Stated goal: Every entry must be copied word for word.

Data items
— START —

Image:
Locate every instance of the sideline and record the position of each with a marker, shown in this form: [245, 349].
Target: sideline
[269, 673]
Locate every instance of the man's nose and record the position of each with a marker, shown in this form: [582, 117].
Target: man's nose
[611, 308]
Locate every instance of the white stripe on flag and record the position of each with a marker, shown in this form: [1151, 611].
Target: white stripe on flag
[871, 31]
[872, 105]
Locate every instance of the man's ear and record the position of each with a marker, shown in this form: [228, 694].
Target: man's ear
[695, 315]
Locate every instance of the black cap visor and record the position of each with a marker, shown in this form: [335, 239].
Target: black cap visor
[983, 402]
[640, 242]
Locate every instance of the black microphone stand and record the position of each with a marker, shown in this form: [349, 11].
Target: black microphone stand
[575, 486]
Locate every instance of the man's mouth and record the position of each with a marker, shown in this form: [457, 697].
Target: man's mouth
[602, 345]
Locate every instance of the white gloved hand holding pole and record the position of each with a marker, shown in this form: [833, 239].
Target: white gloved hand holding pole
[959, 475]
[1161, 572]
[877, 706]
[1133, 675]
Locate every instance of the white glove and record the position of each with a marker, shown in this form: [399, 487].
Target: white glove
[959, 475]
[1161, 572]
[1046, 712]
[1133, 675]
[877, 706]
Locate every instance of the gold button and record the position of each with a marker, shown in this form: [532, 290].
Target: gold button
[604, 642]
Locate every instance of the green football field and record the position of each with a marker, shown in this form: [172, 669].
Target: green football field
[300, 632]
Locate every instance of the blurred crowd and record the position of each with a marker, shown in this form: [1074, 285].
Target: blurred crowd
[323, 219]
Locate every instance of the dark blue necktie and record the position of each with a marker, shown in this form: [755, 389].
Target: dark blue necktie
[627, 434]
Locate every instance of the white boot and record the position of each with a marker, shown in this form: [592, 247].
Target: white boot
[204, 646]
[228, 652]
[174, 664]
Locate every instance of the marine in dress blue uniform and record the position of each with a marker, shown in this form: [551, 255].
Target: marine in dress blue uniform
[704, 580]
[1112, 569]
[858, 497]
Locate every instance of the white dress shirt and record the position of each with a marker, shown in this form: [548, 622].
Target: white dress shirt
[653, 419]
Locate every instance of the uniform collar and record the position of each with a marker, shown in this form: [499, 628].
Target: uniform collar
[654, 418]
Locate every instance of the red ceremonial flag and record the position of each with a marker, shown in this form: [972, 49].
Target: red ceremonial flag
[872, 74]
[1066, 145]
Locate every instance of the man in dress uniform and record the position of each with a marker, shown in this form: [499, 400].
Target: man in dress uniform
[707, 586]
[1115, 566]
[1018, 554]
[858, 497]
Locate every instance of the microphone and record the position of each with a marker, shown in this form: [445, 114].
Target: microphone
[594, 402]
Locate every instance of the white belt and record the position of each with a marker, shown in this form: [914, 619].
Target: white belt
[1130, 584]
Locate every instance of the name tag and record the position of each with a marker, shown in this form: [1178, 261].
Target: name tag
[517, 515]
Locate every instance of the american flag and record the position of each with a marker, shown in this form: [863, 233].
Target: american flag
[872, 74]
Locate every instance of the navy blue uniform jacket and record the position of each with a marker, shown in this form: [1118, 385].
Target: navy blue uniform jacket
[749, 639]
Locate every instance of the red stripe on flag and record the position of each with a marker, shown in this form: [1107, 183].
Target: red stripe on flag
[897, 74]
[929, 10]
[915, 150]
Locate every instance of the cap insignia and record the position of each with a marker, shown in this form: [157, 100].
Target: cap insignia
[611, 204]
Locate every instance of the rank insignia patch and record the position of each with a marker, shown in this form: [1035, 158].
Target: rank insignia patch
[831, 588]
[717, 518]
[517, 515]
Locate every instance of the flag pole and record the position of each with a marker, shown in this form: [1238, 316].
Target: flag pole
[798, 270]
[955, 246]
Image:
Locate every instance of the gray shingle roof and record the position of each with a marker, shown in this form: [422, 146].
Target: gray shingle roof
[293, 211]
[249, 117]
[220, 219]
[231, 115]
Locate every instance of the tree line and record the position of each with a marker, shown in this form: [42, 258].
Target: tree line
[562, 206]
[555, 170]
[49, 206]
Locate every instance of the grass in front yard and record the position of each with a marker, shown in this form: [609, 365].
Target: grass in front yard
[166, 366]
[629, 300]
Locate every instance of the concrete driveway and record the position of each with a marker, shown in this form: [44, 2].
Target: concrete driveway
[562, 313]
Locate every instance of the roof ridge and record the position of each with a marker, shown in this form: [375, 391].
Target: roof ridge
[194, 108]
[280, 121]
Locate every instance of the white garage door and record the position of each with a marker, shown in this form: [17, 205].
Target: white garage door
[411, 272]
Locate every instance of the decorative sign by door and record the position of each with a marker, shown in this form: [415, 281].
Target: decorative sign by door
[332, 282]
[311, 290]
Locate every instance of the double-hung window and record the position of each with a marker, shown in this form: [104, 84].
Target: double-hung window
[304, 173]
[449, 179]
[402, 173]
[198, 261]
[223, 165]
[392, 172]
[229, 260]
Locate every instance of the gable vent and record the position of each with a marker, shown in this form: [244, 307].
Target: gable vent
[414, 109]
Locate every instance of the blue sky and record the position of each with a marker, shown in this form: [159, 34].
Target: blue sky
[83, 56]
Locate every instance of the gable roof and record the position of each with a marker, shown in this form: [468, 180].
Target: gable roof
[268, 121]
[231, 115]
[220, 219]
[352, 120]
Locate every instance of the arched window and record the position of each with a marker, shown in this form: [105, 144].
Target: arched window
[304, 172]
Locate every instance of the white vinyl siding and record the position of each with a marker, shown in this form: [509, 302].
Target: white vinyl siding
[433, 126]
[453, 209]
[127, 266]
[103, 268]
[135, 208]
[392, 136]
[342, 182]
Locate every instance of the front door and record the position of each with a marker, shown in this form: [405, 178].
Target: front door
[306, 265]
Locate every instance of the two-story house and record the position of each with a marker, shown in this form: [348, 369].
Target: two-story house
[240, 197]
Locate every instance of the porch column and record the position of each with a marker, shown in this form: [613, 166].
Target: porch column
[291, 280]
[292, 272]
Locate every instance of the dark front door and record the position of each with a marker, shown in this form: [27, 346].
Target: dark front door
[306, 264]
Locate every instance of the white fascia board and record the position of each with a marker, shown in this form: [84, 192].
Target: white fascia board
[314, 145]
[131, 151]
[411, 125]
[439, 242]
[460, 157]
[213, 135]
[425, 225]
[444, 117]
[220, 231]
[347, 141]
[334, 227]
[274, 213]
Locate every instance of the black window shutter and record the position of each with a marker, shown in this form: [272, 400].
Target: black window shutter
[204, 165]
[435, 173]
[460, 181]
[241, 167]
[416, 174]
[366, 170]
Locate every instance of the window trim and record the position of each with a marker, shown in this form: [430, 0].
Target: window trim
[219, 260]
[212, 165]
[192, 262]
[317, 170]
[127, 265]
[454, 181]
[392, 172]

— END —

Solution:
Image:
Locate every instance of the sideline and record the position of each with a marker, shown in this form: [245, 349].
Target: sideline
[269, 673]
Locate every instance of the man's nose and record the position of each with a marker, shown in this form: [582, 117].
Target: man's nose
[611, 308]
Locate every instance of the white stripe on flag and record the position of each with a marker, shown in this form: [1151, 611].
Target: white stripe on flag
[871, 31]
[872, 105]
Locate every instance of the man's ear and record the position of each with a marker, shown in this form: [228, 694].
Target: man's ear
[695, 315]
Locate every instance of the black cap visor and record the position of each with a marker, shown in this form: [335, 239].
Target: black cap visor
[983, 402]
[640, 242]
Locate every instance of the black microphone stand and record the position of each with a marker, shown in this form: [349, 11].
Target: black microphone stand
[575, 486]
Locate every instance of the man's mouth and record the position of each with a marker, shown in this form: [457, 697].
Target: man's mouth
[602, 345]
Locate every instance of the white gloved hand holding pole and record the position of each with a marker, shown in this form: [833, 239].
Target: white gloved hand holding pole
[959, 475]
[1161, 572]
[877, 706]
[1133, 675]
Locate every instance of the white glove and record the position of each with a marker, shown in this form: [399, 487].
Target: white glove
[959, 475]
[1161, 572]
[1046, 712]
[1133, 675]
[877, 706]
Locate every instance of the gold button and record the position of each with a marker, shown in this form: [532, 290].
Target: gold button
[604, 642]
Locate every instance of the green football field and record the position of each with a marker, shown in this form: [172, 669].
Target: green football field
[300, 632]
Locate every instance of the blurred crowd and record the position of each with a marker, shown in this form: [1074, 285].
Target: blurred crowd
[323, 219]
Locate every instance of the dark blue necktie and record the position of each with a marker, shown in this form: [755, 389].
Target: dark blue necktie
[627, 434]
Locate every instance of the white boot and record the position of each with a marker, shown in this form: [592, 247].
Target: white boot
[204, 646]
[228, 652]
[174, 664]
Locate every instance of the marine in dress blue uniform and record the position of each with a marker, shown in this form: [551, 255].
Target: marine in dress blue uniform
[704, 580]
[1112, 569]
[858, 497]
Locate every instance of the white dress shirt and record the position of each with a marker, shown in this form: [548, 622].
Target: white dress shirt
[653, 419]
Locate every instance of the uniform collar and record the position of each with a marker, shown in this form: [499, 628].
Target: uniform collar
[654, 418]
Locate every instance of the red ceremonial flag and record the position of each with a marker, shown in this form: [972, 49].
Target: red ceremonial flag
[872, 74]
[1066, 145]
Locate every instance of the man in dress uniform and record the position of each with a marker, shown in this form: [499, 400].
Target: man in dress uniform
[707, 586]
[1115, 566]
[1018, 554]
[858, 497]
Locate every instance of the microphone and record the position of each with a marker, shown in this form: [445, 114].
Target: microphone
[594, 402]
Locate every instance of the white belt and record the position of each with a marker, shown in this form: [914, 619].
Target: white belt
[1130, 584]
Locate every instance of the name tag and record the position of each with a marker, shown in this form: [1178, 261].
Target: name tag
[517, 515]
Locate every instance of the american flag and record the position of each with a marker, shown in this form: [863, 233].
Target: american flag
[872, 74]
Locate every instance of the navy blue uniform jacket and record the position of each with a marker, shown in this form: [1118, 385].
Target: navy blue uniform jacket
[749, 639]
Locate every instance of the red stripe on flag and record the position of each with a marker, shown in this form: [1107, 183].
Target: red stripe on flag
[897, 74]
[929, 10]
[915, 150]
Locate every instance of the cap insignia and record the position of each with a marker, shown in this form: [157, 100].
Target: cap insignia
[611, 204]
Locate every instance of the rank insignia patch and record the position of each with a marker, shown in this form: [1035, 158].
Target: rank insignia patch
[831, 588]
[717, 518]
[517, 515]
Locate every instance of the flag pole and record the position of each with a marker, shown in this form: [1238, 316].
Target: flag pole
[798, 270]
[955, 246]
Image:
Locate every instance of the gray shingle roof and record the position of each with a marker, shown in this form: [422, 146].
Target: gray shingle roof
[293, 211]
[249, 117]
[220, 219]
[231, 115]
Locate every instance of the tree line and record the position of each with a marker, shown in this form: [42, 258].
Target: tree line
[562, 206]
[555, 170]
[49, 206]
Locate every instance of the grass in front yard and record the position of each with a marker, shown in this form: [609, 365].
Target: grass in front yard
[166, 366]
[629, 300]
Locate every instance of the concrete driveway and record the position of each with a marker, shown in this form: [44, 2].
Target: concrete driveway
[562, 313]
Locate every instance of the roof ridge and record the position of each with a marker, shown in this form: [375, 391].
Target: roof ridge
[194, 108]
[280, 121]
Locate every instance of the white garage door and record the position of each with a marker, shown in this form: [17, 205].
Target: white garage door
[411, 272]
Locate every instance of the decorative sign by door and record the position of each with a marker, shown in this form: [415, 281].
Target: decorative sign by door
[332, 282]
[311, 290]
Locate every instance of the double-hung window and record the position of each with a marker, shown in this form: [104, 84].
Target: double-hung window
[304, 173]
[449, 179]
[402, 173]
[198, 261]
[223, 165]
[392, 172]
[229, 260]
Locate every instance of the gable vent and record the position of each with a marker, shown in this form: [244, 307].
Target: gable vent
[414, 109]
Locate every instance of the blue sky and record the position of each with a marker, shown in this form: [159, 34].
Target: blue sky
[83, 56]
Locate every instance of the gable roof and record the position of each with a marker, shown in this form: [468, 180].
Target: gable roof
[268, 121]
[231, 115]
[220, 219]
[352, 120]
Locate every instance of the arched window and record the position of each with a marker, shown in this form: [105, 144].
Target: arched window
[304, 172]
Locate every instance of the white vinyl siding and record the position of each with a marker, shown in this form: [509, 302].
Target: white vinyl siding
[433, 126]
[453, 209]
[127, 266]
[103, 268]
[135, 208]
[392, 136]
[342, 182]
Locate every instance of the front door and record the position of each with a marker, shown in this form: [405, 178].
Target: front door
[306, 265]
Locate every instance of the two-story house and record the position of each with a marker, shown in this form: [348, 369].
Target: two-story house
[240, 197]
Locate every instance of the porch column and record the position of each with a marker, shown in this form: [613, 166].
Target: porch column
[291, 280]
[292, 272]
Locate every instance of the dark front door and record the position of each with a marker, shown in this form: [27, 346].
Target: dark front door
[306, 264]
Locate every instance of the white fascia board and record the position of each with a marker, shown in this form: [84, 192].
Target: white fascia board
[314, 145]
[131, 151]
[411, 125]
[439, 242]
[460, 157]
[213, 135]
[425, 225]
[444, 117]
[220, 231]
[347, 141]
[334, 227]
[274, 213]
Locate every instance of the black window shutter and record the position of each with a marker, shown in this form: [272, 400].
Target: black window shutter
[204, 165]
[435, 173]
[460, 181]
[241, 167]
[416, 174]
[366, 170]
Locate every instance of the window trim and record the position of each with a marker, shown in this form: [430, 0].
Target: window trim
[219, 260]
[212, 165]
[192, 262]
[317, 170]
[127, 265]
[454, 181]
[392, 172]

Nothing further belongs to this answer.